» **TASK REQUIREMENTS**: Reproduce all of the records below with each occurrence of "bounding box" swapped for "enclosing rectangle", keeping everything else as it stands.
#### EXTRACTED ENTRIES
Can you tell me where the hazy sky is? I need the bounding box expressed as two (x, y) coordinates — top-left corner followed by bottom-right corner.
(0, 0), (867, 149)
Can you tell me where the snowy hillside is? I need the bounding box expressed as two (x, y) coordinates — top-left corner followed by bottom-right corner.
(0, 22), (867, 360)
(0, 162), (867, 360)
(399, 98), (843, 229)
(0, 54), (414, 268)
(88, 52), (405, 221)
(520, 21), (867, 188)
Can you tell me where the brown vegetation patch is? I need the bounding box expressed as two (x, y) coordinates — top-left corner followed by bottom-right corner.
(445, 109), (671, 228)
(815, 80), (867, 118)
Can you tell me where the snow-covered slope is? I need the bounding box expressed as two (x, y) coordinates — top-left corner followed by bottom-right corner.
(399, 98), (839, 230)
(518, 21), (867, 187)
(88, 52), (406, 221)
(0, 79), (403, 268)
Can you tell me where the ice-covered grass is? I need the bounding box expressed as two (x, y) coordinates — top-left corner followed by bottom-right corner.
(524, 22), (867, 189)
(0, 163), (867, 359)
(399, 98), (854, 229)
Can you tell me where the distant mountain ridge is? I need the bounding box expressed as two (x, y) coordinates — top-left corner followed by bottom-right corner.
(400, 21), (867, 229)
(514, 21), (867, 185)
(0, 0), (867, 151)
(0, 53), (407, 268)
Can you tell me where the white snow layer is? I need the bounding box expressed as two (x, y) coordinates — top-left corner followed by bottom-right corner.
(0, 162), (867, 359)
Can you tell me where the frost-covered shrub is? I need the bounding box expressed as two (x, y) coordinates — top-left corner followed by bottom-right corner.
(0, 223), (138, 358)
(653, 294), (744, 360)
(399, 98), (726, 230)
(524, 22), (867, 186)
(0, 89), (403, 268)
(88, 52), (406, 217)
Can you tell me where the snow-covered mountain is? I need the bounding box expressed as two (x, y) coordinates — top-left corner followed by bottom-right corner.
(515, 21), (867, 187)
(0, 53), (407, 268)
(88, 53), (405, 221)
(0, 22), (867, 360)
########
» **ANSWER FOR THIS EXERCISE**:
Can you tell me where the hazy sky is? I need the enclosing rectangle expressed as two (x, y) coordinates — top-left corner followed by bottom-right corner.
(0, 0), (867, 149)
Can you tell me where the snowy hillside is? I need the enclosing rectangle expressed as two (x, y) coordinates — top-left corner followed by bottom-right corner.
(0, 22), (867, 360)
(0, 162), (867, 360)
(399, 98), (843, 229)
(0, 54), (414, 268)
(88, 52), (405, 221)
(520, 21), (867, 188)
Can you tell me where the brown vegetation patch is? I need the enclosing rectangle expressed as two (x, y) coordinates — top-left corner followed by bottom-right corner.
(445, 109), (671, 228)
(815, 80), (867, 118)
Can you tell me where the snow-covered slope is? I need the enclosing rectangle expressed as two (x, y) coordinates — top-left corner followed by bottom-right corner.
(399, 98), (839, 230)
(518, 21), (867, 187)
(88, 52), (406, 221)
(0, 79), (403, 268)
Can you tell me where the ice-covered grass is? I need the enclosing rectangle expressed as two (x, y) coordinates — top-left corner followed by bottom-right corner.
(524, 22), (867, 189)
(0, 163), (867, 359)
(399, 98), (854, 229)
Can you tell me where the distant mountain ridge is? I need the enclosing rectangle expressed as two (x, y) coordinates — top-left corner followed by bottom-right corner.
(400, 21), (867, 229)
(514, 21), (867, 185)
(0, 0), (867, 151)
(0, 53), (407, 268)
Can you tell me where the white snow layer is? I need the enclosing rectangle expressed as two (x, y) coordinates — top-left corner followed by bottom-right corner.
(0, 162), (867, 359)
Can you tell me where the frost-covered shrub is? I need the enclosing rectangle expressed as two (x, y) coordinates — top-left corner followed by bottom-right corner.
(0, 223), (138, 358)
(653, 294), (744, 360)
(399, 98), (726, 230)
(524, 22), (867, 186)
(0, 89), (403, 268)
(88, 52), (406, 217)
Can you tell me where the snow-covered mountain is? I need the enclosing rectangle expressed as two (x, y) coordinates — top-left corner followed by bottom-right corner.
(515, 21), (867, 187)
(0, 53), (407, 268)
(88, 53), (405, 221)
(0, 22), (867, 360)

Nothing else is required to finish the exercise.